A run of entries:

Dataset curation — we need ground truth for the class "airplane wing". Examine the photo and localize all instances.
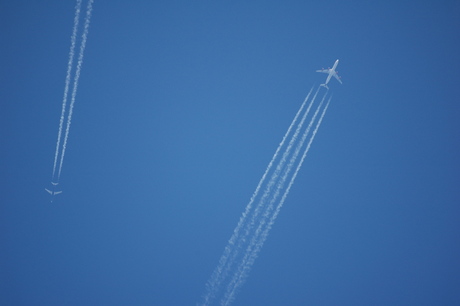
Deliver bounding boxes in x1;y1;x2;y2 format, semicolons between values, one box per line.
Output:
316;69;330;73
334;72;342;84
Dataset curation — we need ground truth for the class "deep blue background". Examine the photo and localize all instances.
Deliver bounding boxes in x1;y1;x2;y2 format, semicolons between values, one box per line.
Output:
0;0;460;305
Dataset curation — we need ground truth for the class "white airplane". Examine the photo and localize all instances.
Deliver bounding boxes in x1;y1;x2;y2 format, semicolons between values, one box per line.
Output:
316;60;342;89
45;182;62;203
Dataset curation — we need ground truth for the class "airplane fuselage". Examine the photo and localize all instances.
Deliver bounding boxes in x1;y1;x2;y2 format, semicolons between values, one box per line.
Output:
324;60;339;85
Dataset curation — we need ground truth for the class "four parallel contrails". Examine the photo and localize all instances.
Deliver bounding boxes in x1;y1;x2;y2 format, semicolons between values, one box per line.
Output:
200;86;331;305
45;0;94;201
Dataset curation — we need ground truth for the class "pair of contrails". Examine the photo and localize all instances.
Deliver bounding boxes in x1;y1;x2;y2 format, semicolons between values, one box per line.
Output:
45;0;94;202
199;66;341;305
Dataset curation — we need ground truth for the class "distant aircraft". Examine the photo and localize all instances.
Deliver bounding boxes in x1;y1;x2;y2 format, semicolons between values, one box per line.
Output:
45;182;62;203
316;60;342;89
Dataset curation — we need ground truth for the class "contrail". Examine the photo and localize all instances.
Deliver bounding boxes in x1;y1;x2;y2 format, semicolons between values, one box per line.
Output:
221;94;331;305
202;87;313;305
51;0;81;181
57;0;94;181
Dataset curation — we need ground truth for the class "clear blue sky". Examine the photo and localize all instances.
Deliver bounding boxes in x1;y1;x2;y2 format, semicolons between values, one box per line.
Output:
0;0;460;305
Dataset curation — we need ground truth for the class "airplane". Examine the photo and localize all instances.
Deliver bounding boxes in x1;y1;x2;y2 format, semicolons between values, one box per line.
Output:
45;182;62;203
316;60;342;89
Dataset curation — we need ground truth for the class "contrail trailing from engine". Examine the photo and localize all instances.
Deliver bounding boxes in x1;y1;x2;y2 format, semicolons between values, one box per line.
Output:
51;0;81;181
221;95;330;305
204;87;313;305
45;0;94;202
57;0;94;182
199;82;331;305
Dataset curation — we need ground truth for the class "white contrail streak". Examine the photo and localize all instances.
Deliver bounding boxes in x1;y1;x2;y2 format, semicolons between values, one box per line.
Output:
51;0;82;181
221;91;330;305
58;0;94;181
202;87;313;305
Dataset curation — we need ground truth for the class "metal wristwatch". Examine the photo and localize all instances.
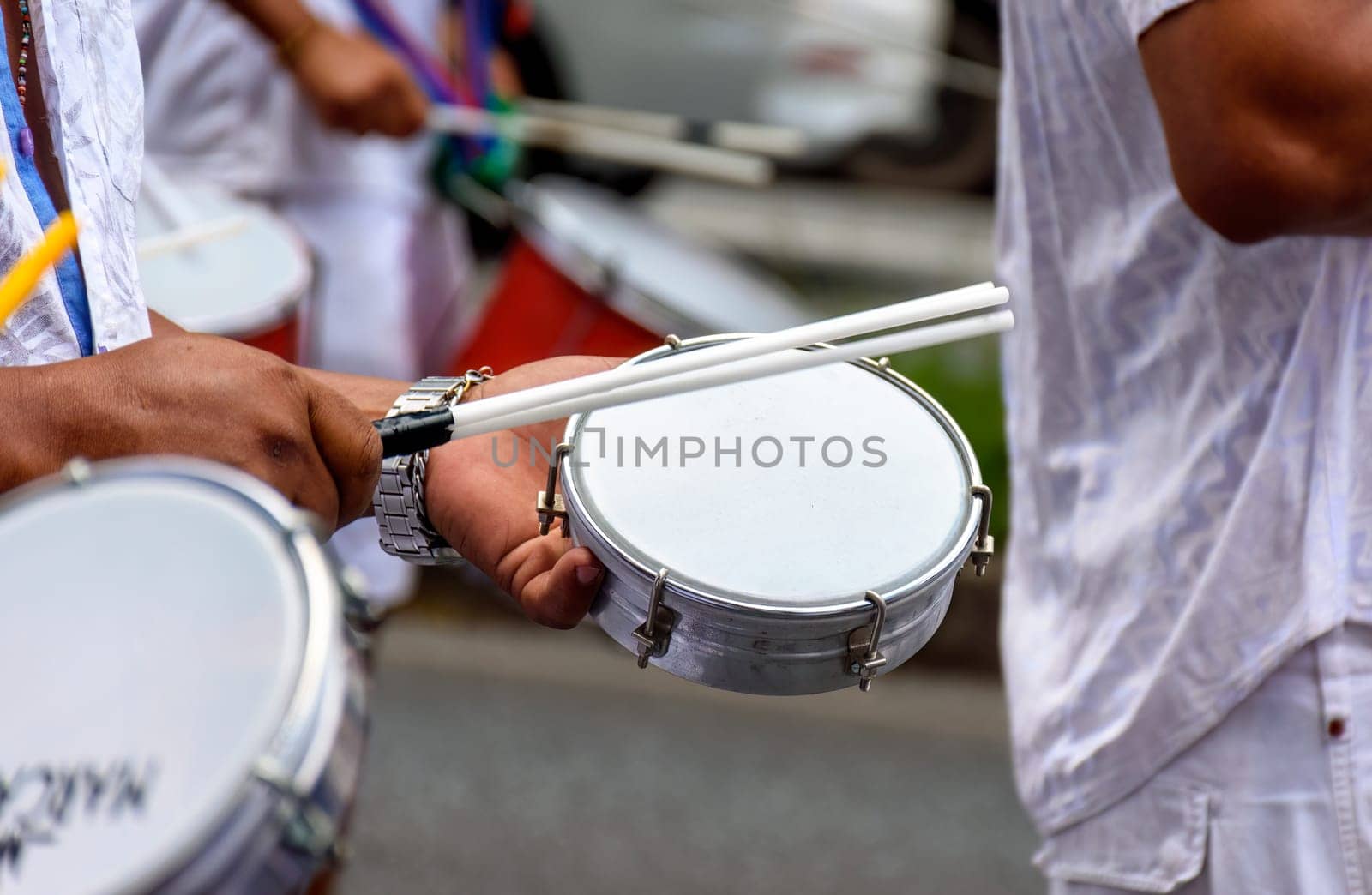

▶ _Task objective_
Pick out each line of the entries above that contains the word "white", and copy those lines. Case counts.

▶ _Written solution_
Dataset curation — we need ground truth for the class "white airplane". Examine the photo and localize all instances.
Dataset curation — we need ground truth for the class "white contrail streak". Examine the photo and localize all instances.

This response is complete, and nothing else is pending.